>> BEGIN Selected extract

The conductivity-thickness product across the fracture 1810 is approximately
0.000 to 0.075
at the edge of the fracture 1810, and increases to about 0.675 to 0.750 at the
center of the
fracture 1810. However, concentric rings of proppant having a higher
conductivity-thickness
product are again visible. These rings show up white and are off the scale as
their
conductivity exceeds the highest range of 1.125 to 1.200.
[0266] In Figure 20 the plates 1820 cannot be distinguished from the
intermediate
proppant because they are "off the chart" as well, meaning the conductivity-
thickness product
is high.
[0267] It is noted that the conductivity of the coke within the fracture 1810
is constant.
Therefore, the demonstrated variations in conductivity-thickness product seen
in Figure 20
are attributed to fracture thickness variations. The fracture 1810 is thin at
the outer edge, and
becomes increasingly thick towards its center. This tends to simulate actual
fracture
geometry.

>> END Selected extract
>> BEGIN Provided material

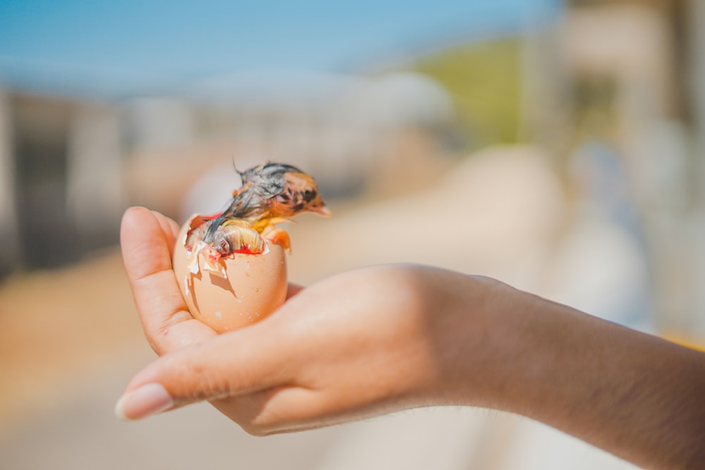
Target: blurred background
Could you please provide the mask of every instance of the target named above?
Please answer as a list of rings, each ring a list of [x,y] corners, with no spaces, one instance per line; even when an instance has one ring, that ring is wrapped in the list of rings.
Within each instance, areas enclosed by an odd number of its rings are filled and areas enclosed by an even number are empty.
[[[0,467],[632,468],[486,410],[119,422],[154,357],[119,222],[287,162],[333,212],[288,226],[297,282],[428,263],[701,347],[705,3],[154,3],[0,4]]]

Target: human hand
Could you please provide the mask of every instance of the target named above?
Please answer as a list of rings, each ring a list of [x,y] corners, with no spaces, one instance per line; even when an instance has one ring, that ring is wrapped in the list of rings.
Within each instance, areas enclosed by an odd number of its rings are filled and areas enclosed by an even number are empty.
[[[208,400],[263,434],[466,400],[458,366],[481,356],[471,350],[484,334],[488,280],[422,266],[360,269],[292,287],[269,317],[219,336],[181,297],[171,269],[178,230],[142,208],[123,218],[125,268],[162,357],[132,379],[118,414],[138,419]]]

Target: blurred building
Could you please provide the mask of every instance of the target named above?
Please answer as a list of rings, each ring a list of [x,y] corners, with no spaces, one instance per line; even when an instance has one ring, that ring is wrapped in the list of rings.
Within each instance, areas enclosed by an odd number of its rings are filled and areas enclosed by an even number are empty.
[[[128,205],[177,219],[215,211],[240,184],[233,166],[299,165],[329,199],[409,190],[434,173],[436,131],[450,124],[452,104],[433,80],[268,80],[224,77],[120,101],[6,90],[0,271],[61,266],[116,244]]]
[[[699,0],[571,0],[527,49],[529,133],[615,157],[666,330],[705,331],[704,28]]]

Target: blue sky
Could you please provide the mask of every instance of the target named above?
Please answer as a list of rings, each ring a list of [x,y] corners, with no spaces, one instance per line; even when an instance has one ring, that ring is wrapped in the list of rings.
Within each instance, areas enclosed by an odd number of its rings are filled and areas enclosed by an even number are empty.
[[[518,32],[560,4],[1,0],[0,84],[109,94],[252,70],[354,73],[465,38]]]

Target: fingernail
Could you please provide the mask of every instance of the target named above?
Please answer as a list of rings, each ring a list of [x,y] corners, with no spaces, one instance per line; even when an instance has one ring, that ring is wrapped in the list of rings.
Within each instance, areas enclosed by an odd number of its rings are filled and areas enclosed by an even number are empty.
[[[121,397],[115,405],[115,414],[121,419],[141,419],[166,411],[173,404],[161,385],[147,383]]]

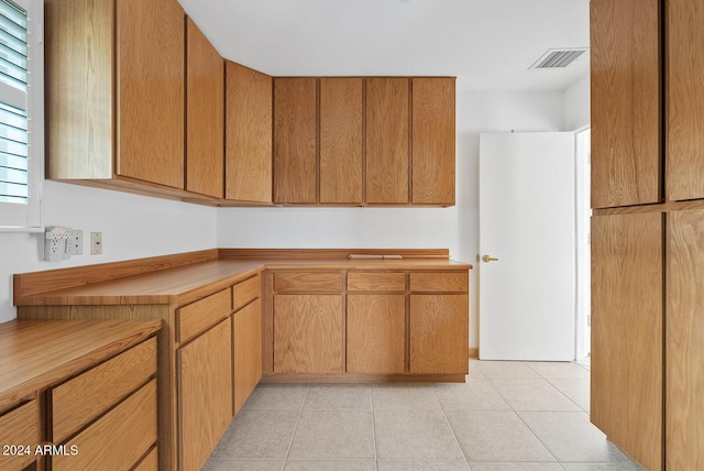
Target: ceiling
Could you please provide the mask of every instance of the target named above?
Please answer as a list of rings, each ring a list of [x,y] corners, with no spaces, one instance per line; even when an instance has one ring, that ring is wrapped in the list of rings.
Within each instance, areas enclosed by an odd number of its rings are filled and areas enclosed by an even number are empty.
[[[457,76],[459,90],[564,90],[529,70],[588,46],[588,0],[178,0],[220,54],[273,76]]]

>> END Provided material
>> BEGIN Provided material

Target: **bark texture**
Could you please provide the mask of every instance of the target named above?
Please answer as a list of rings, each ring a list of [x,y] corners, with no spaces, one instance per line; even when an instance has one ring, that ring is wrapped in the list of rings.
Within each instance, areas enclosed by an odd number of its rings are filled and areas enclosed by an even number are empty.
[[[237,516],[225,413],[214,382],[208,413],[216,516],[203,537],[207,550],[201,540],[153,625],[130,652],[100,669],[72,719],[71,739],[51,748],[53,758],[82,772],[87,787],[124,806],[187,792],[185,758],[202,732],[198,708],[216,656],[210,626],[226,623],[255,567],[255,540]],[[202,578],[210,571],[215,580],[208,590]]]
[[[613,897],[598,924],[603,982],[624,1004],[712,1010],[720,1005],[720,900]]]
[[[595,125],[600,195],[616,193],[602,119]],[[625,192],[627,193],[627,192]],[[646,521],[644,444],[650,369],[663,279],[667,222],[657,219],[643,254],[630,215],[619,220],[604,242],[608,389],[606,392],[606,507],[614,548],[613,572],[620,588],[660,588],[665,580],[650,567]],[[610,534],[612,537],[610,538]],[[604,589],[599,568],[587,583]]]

>> END Provided material

# Requests
• 1. In the fracture conductivity excerpt, rewrite the paragraph beginning "It is noted that the conductivity of the coke" as a short bulleted list that keeps its main facts.
• 2. Extend the fracture conductivity excerpt, picking up right after its final sentence.

# In response
• 1.
- The coke inside fracture 1810 has constant conductivity.
- So the variations in conductivity-thickness product seen in Figure 20 come from differences in fracture thickness.
- Fracture 1810 is thin at its outer edge and grows thicker toward its center.
- This tends to simulate actual fracture geometry.

• 2.
[0268] Next, Figure 21 provides a current source map 1800. In this instance,
the map
1800 shows movement of current into and out of the fracture 1810. More
specifically,
Figure 21 shows the input and output current for the second simulation. As
indicated, the
total current into and out of the fracture 1810 is one ampere. In one aspect,
current goes into
the plate 1820L on the left, and leaves through the plate 1820R on the right.
The current
entering and leaving the fracture 1810 is zero, except at the steel plates
1820R, 1820L.
[0269] Figure 21 includes a scale for current, in units of amps/ft2. The scale
runs from
-1.20 - -1.05 to 1.05 - 1.20. In between, the scale moves through -0.15 - 0.00
and 0.00 -
0.15. It can be seen that the current entering and leaving the fracture 1810
is 0.0 amps/ft2
except at the two steel plates 1820.
[0270] Figure 22 demonstrates a calculated voltage distribution in the
fracture 1810 from
the one ampere of total current. Lines with arrows are provided to indicate
the electrical
current flow, which follows the local voltage gradient. As indicated, the
total resistance of
the fracture 1810 between the two plates 1820 is 1.09 Ohms, indicating that
the higher
conductivity material around the plates 1820 has decreased the overall
resistance in the
fracture relative to the map 1300 of Figure 16.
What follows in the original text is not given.